Task details =>
Give a verbatim quotation of every record.

##### Stored records #####

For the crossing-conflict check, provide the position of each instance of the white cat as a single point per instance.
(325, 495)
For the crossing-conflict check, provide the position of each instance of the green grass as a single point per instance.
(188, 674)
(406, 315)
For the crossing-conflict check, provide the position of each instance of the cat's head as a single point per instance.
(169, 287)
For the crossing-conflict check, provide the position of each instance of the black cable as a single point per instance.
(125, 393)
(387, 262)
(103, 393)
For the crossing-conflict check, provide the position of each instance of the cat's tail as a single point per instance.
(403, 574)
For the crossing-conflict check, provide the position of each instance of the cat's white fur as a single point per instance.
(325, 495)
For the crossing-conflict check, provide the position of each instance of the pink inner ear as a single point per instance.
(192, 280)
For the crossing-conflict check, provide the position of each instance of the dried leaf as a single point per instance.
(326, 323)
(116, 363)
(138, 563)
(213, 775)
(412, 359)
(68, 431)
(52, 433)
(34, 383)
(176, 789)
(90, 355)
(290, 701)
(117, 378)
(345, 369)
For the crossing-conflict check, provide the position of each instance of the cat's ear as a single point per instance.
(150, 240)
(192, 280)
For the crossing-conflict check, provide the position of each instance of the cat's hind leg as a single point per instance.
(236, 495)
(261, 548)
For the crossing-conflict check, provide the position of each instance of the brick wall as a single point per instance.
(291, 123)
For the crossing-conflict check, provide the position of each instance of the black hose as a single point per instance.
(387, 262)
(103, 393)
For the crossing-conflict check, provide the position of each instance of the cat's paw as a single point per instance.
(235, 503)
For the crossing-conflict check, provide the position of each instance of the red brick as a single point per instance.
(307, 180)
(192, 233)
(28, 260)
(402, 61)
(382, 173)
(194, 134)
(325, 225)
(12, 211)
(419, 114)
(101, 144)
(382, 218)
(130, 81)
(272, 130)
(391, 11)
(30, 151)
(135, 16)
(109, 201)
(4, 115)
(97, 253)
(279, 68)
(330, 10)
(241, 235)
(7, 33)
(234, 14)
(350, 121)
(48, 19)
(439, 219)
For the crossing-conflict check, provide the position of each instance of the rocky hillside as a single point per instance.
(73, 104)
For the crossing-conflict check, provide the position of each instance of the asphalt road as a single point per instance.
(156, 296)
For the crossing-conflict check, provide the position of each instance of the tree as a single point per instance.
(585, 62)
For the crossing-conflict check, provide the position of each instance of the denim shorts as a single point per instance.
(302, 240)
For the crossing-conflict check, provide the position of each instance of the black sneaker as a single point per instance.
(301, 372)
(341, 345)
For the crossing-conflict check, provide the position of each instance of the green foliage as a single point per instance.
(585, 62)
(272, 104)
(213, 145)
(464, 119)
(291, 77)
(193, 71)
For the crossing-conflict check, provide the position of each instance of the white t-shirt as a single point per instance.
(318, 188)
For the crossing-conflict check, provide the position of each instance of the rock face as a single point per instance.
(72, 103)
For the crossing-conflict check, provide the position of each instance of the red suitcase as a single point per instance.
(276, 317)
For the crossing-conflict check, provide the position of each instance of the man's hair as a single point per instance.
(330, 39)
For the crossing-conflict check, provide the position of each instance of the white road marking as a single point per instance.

#####

Correct response =>
For the crossing-conflict check, provide the position of each instance of the white cat as a single point per instance.
(325, 495)
For the crossing-conflict check, provide the position of each instance of the green grass as a single point per instance.
(188, 674)
(406, 315)
For the crossing-conflict check, provide the position of each instance of the cat's head as a single point per instance.
(169, 287)
For the crossing-conflict check, provide the position of each instance of the black cable as a single point per instance.
(125, 393)
(387, 262)
(103, 393)
For the crossing-conflict check, provide the position of each instance of the cat's tail as a single point per instance.
(403, 574)
For the crossing-conflict check, provide the position of each instance of the cat's white fur as a single point per instance.
(325, 495)
For the crossing-conflict check, provide the position of each instance of the pink inner ear as a single point per instance.
(192, 280)
For the crossing-conflict check, provide the position of each instance of the dried leaf as a single point per instance.
(326, 323)
(116, 363)
(138, 563)
(213, 775)
(412, 359)
(68, 431)
(52, 433)
(34, 383)
(176, 789)
(90, 355)
(290, 701)
(117, 378)
(345, 369)
For the crossing-conflict check, provide the position of each instance of the cat's ear as a single point per instance.
(150, 240)
(192, 280)
For the crossing-conflict check, provide the position of each instance of the cat's hind leg as a single point per instance.
(236, 495)
(261, 548)
For the crossing-conflict check, provide the position of each instance of the brick wall as a single point per instance.
(291, 123)
For the crossing-conflict check, provide the position of each instance of the black hose as a single point per instance.
(387, 262)
(103, 393)
For the crossing-conflict check, provide the position of each instance of the cat's paw as a single point per instance.
(235, 503)
For the crossing-conflict check, provide the position of each instance of the red brick as a single point per instance.
(307, 180)
(192, 233)
(28, 260)
(402, 61)
(382, 173)
(194, 134)
(325, 225)
(12, 211)
(419, 114)
(101, 144)
(382, 218)
(130, 81)
(272, 130)
(391, 11)
(30, 151)
(135, 16)
(109, 201)
(4, 115)
(97, 253)
(279, 68)
(330, 10)
(241, 235)
(7, 33)
(234, 14)
(350, 121)
(48, 19)
(439, 219)
For the crossing-conflict check, provide the position of each instance of the rocky hillside as a single point per instance.
(73, 104)
For the crossing-conflict check, provide the position of each instance of the asphalt road as a single point per instance.
(156, 296)
For the crossing-conflict check, provide the position of each instance of the tree as a single point per instance.
(585, 62)
For the crossing-conflict check, provide the position of each instance of the denim shorts as a single point per instance.
(302, 240)
For the crossing-conflict check, provide the position of each instance of the black sneaker as a single point per instance.
(301, 372)
(341, 345)
For the crossing-conflict check, provide the position of each instance of the green foliage as a single point per instance.
(585, 62)
(272, 104)
(213, 145)
(464, 119)
(291, 77)
(193, 71)
For the crossing-conflict check, provide the position of each instance of the white t-shirt as a single point per instance.
(318, 188)
For the crossing-conflict check, provide the position of each instance of the rock face as a single point per instance.
(72, 103)
For the crossing-conflict check, provide the position of each instance of the red suitcase as a single point per instance.
(276, 317)
For the crossing-conflict check, provide the position of each instance of the man's hair as a single point per instance.
(330, 39)
For the crossing-conflict check, provide the position of each instance of the white road marking as a single point per instance.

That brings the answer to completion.